Chicago's Mount Sinai Hospital stopped accepting patients Sunday morning because they were overwhelmed with shooting victims, a hospital official said.

Mount Sinai Hospital, one of five trauma centers in Chicago, was forced to go on "bypass," after receiving an intake of 12 shooting victims on that night alone.

Police Chief Eddie Johnson called a news conference on Sunday where he addressed the crimes and the state of Chicago:

"You have to stop yourself and ask what will it take before we get a handle on what's going on," Johnson said. "Not only in Chicago, but across the country. From police departments to the court systems to prosecutors to legislators -- we have to come together and figure out more common-sense solutions to these problems because clearly too many of our citizens are being shot and killed."

Shootings across the city this past weekend have left seven people dead and another 52 people wounded.

◆ ◆ ◆ ◆

▶ EXERCISES:
[1] Translate this sentence from the passage on Chicago shootings into Spanish: "Mount Sinai Hospital, one of five trauma centers in Chicago, was forced to go on "bypass," after receiving an intake of 12 shooting victims on that night alone."
[2] Carry on the passage about Chicago shootings from its final sentence.

▶ AVAILABLE DATA:
◆ ◆ ◆ ◆

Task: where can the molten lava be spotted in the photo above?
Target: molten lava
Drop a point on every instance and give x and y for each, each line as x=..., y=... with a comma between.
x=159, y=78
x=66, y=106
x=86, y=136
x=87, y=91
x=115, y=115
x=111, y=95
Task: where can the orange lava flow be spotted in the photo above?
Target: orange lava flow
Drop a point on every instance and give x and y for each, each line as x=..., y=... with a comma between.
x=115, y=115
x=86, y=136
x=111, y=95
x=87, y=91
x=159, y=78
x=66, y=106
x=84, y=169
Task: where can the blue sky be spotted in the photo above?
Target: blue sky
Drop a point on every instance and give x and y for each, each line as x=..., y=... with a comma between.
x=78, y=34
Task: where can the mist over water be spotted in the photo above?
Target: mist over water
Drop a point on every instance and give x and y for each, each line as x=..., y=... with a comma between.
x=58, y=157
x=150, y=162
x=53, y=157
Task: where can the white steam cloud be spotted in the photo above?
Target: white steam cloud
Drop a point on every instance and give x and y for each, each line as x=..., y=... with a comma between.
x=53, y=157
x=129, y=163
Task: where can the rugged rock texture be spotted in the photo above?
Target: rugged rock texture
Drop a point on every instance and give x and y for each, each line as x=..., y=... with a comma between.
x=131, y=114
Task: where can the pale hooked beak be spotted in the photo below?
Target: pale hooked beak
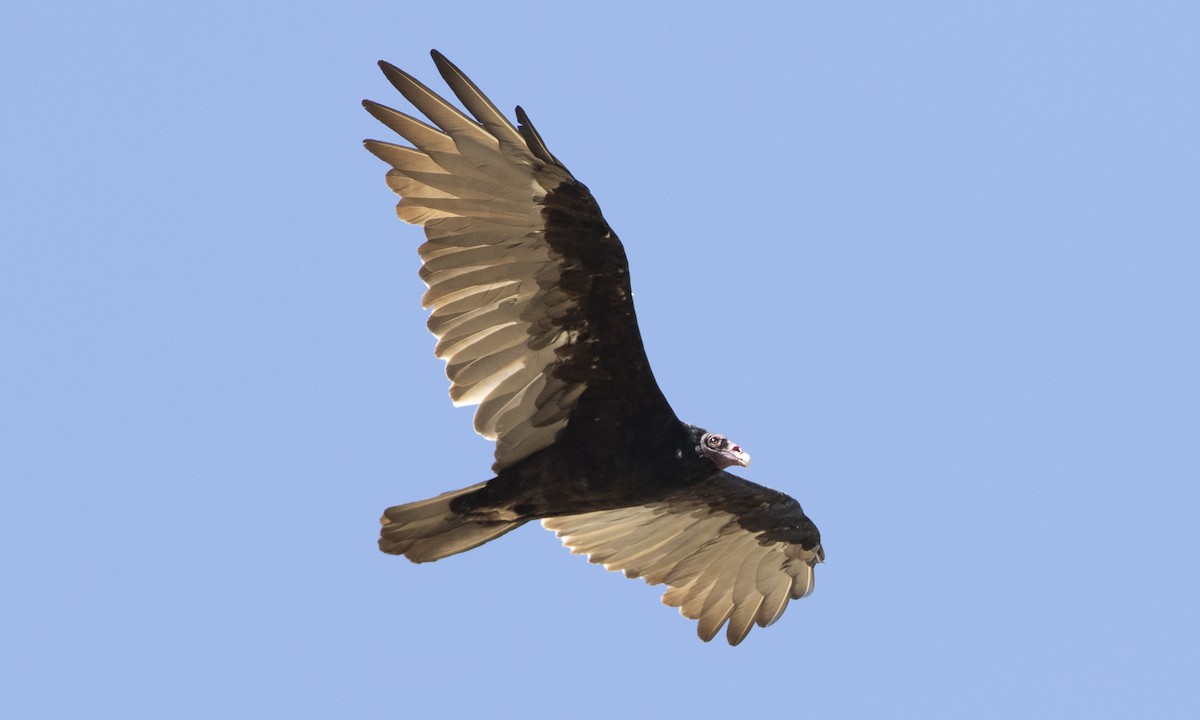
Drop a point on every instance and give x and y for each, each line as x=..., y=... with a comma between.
x=742, y=456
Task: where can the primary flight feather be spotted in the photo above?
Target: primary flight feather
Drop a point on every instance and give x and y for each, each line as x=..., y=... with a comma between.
x=534, y=316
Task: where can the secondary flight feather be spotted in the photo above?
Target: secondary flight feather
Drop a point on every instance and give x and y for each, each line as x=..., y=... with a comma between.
x=534, y=316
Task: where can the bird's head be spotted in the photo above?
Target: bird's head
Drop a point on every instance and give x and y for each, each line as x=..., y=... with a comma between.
x=723, y=451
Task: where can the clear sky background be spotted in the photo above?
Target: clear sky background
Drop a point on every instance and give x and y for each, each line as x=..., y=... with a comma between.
x=935, y=264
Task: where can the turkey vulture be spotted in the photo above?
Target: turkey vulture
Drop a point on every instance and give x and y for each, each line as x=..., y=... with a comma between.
x=534, y=317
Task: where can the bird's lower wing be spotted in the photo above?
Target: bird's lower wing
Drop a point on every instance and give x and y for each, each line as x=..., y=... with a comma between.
x=730, y=551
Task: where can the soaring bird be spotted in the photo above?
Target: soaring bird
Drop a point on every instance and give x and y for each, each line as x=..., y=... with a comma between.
x=534, y=317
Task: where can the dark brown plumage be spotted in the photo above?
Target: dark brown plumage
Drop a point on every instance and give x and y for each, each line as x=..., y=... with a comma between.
x=534, y=317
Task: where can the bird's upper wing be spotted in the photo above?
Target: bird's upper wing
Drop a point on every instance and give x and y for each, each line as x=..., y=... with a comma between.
x=529, y=287
x=730, y=550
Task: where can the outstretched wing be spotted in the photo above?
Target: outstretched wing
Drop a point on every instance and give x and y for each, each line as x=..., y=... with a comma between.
x=729, y=550
x=529, y=287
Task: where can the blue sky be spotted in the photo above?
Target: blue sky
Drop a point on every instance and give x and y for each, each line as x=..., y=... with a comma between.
x=934, y=264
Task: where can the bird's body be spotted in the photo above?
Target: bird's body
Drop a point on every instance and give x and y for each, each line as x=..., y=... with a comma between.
x=533, y=311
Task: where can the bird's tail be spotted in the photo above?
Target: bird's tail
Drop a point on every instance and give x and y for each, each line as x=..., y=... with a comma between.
x=429, y=531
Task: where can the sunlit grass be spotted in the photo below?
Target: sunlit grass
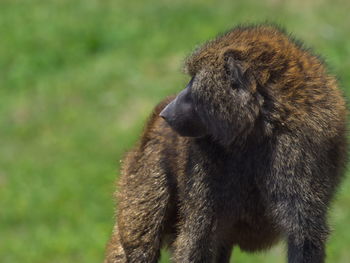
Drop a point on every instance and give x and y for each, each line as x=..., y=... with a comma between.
x=77, y=81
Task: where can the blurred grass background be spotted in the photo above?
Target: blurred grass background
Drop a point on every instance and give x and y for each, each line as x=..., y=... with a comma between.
x=77, y=81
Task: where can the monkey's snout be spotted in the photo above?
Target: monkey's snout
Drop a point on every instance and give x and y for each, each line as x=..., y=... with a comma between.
x=166, y=112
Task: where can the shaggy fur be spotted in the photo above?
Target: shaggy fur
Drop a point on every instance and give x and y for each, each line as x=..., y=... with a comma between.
x=268, y=168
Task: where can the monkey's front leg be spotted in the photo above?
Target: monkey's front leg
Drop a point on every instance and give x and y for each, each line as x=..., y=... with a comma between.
x=195, y=241
x=304, y=250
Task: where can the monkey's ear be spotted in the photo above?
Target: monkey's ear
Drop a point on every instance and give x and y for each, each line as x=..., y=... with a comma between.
x=234, y=70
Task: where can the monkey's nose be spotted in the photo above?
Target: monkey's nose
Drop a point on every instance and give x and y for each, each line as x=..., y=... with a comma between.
x=167, y=111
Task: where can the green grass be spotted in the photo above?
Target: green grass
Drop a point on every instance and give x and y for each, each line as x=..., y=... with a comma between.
x=77, y=81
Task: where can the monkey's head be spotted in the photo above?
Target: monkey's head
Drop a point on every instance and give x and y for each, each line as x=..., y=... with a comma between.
x=218, y=101
x=243, y=81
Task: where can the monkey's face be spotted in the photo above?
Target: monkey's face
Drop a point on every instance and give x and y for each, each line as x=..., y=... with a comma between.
x=220, y=100
x=181, y=114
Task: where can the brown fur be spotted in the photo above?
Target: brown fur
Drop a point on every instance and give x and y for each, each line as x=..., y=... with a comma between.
x=268, y=168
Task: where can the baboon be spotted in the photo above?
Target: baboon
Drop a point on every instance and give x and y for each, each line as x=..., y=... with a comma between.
x=249, y=153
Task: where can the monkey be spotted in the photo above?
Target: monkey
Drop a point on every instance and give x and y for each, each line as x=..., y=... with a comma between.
x=250, y=153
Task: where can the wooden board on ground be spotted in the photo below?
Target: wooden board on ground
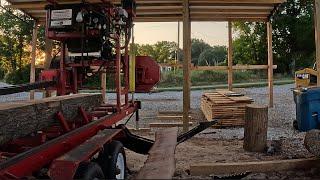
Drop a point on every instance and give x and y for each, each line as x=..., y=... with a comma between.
x=161, y=160
x=224, y=106
x=166, y=125
x=18, y=119
x=254, y=167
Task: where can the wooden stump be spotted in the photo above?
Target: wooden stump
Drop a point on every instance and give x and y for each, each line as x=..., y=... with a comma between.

◆ ◆ ◆ ◆

▶ ANSWERS TO EACH TASK:
[1] El Hospital Mount Sinai, uno de los cinco centros de trauma de Chicago, se vio obligado a entrar en "bypass" tras recibir a 12 víctimas de disparos solo esa noche.

[2]
The mass shooting in both Dayton, Ohio and El Paso, Texas have been front and center of mainstream media for the past few days, while little spotlight has been shined on Chicago's tragic shootings.

They're all related," said Tamar Manasseh, founder of the Chicago-based anti-gun violence initiative Mothers/Men Against Senseless Killings told USA Today. "Dayton. El Paso. Brooklyn. Chicago. We kind of separate this to our peril. It weakens us as Americans. It weakens our fight against the NRA and gun violence when you separate urban and rural shootings, suburban and street shootings," Manasseh said.

There is some debate over what meets the definition of a "mass shooting," but one thing's for certain - the gun laws need to be far more restrictive.